---------- Texto presentado ----------

Tulio Hernández 10 de diciembre de 2019
@tulioehernandez
En el principio no era la hallaca. Los venezolanos del
siglo XIX y las primeras décadas del XX celebraban las fiestas decembrinas con
diversas cocinas regionales. Es por eso que Ángel Rosenblat, el maestro de las
buenas y las malas palabras, cuando escribe en este mismo Papel
Literario, en 1953, un ensayo sobre nuestro condumio mayor, titulado
precisamente ‘Hallaca’, comenta un texto sobre el tema, escrito por un pionero
de los estudios lingüísticos llamado Adolfo Ernst, y dice que el otro maestro
lo hizo en 1895 “cuando la hallaca no era todavía un plato nacional”.
Pero luego sí lo fue. La hallaca no sólo se hizo
acuerdo en todo el país sino que el quinteto hallaca-pernil-pan de
jamon-ensalada de gallina-dulce de lechoza se convirtio en la sintaxis
culinaria fundamental que ha hecho de Venezuela uno de los pocos países
iberoamericanos en donde todos sus habitantes —como ocurre con el pavo en
el Tahknsgiving estadounidense— se sientan a
comer, a la misma hora, exactamente el mismo menú, con pequeñas
variantes regionales o de inmigrantes extranjeros, para celebrar la Navidad y
la llegada del Año Nuevo.
Hay que decirlo claro: en el presente no se
puede entender las fiestas de fin de año si no está de por medio la presencia
de una hallaca. Si la Navidad es el gran momento de la cultura nacional
tradicional y de la afectividad familiar venezolana, las cenas del 24 y el 31
de diciembre son el gran momento de la Navidad, y en esas mesas la hallaca es
el protagonista fundamental. Ese objeto, verde por fuera y amarillo por
dentro, que alumbra todos nuestros cariños y la mutua vocación de
buenos deseos.
Porque la hallaca —lo sabemos todos— no es sólo
un preparado que se puede pedir, como cualquier otro, felizmente, en un
restaurante. Ella es fiesta y ritual. Memoria colectiva y gesto de afecto.

----------

Lo que se pide ▸
**a)** Según el texto sobre la hallaca, ¿en qué año publicó Ángel Rosenblat su ensayo titulado «Hallaca» en el Papel Literario?
**b)** Reescala las filas que van desde la que contiene "Indicate one point per instance of the il" hasta el final de las filas, ambos extremos incluidos. Escríbelas de nuevo con sus enunciados, multiplica por 0,3 cada coordenada de las respuestas y redondea a enteros, con las mitades hacia arriba.

---------- Datos del ejercicio ----------

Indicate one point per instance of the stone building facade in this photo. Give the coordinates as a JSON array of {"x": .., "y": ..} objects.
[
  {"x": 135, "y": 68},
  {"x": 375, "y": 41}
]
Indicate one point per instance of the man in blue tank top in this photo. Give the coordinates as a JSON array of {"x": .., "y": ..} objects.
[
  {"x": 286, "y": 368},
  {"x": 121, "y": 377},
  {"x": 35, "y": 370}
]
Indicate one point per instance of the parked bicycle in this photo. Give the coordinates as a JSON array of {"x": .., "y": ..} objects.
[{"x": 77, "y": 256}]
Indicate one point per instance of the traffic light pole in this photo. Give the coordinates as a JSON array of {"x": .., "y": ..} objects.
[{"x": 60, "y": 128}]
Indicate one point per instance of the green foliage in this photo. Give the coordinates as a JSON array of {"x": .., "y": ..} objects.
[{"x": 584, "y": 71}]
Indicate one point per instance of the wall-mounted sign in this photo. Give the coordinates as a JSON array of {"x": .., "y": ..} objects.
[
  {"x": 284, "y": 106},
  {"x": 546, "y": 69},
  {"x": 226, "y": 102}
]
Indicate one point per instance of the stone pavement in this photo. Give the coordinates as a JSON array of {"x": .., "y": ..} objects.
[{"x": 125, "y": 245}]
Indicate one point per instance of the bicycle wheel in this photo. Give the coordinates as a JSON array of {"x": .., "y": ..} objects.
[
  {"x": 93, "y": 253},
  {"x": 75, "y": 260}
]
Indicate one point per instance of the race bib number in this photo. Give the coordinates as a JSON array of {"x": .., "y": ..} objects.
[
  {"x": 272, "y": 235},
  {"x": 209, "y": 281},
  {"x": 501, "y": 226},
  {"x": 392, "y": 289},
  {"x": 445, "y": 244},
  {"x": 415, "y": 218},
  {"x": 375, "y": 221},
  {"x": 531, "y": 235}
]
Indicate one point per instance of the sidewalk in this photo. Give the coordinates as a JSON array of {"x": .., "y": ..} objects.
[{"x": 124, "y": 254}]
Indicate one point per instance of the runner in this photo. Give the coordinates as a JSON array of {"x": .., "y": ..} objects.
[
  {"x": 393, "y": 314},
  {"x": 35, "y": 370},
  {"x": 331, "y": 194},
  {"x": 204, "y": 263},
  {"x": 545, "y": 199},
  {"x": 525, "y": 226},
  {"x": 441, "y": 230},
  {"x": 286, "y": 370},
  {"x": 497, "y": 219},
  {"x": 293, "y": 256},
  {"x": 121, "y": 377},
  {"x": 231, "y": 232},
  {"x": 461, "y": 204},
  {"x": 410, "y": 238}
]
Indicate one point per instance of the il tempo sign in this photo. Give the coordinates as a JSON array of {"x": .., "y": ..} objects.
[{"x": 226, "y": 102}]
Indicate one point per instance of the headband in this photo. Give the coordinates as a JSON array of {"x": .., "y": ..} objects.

----------

Soluciones ▸
**a)** En 1953.

**b)**
Indicate one point per instance of the il tempo sign in this photo. Give the coordinates as a JSON array of {"x": .., "y": ..} objects.
[{"x": 68, "y": 31}]
Indicate one point per instance of the headband in this photo. Give the coordinates as a JSON array of {"x": .., "y": ..} objects.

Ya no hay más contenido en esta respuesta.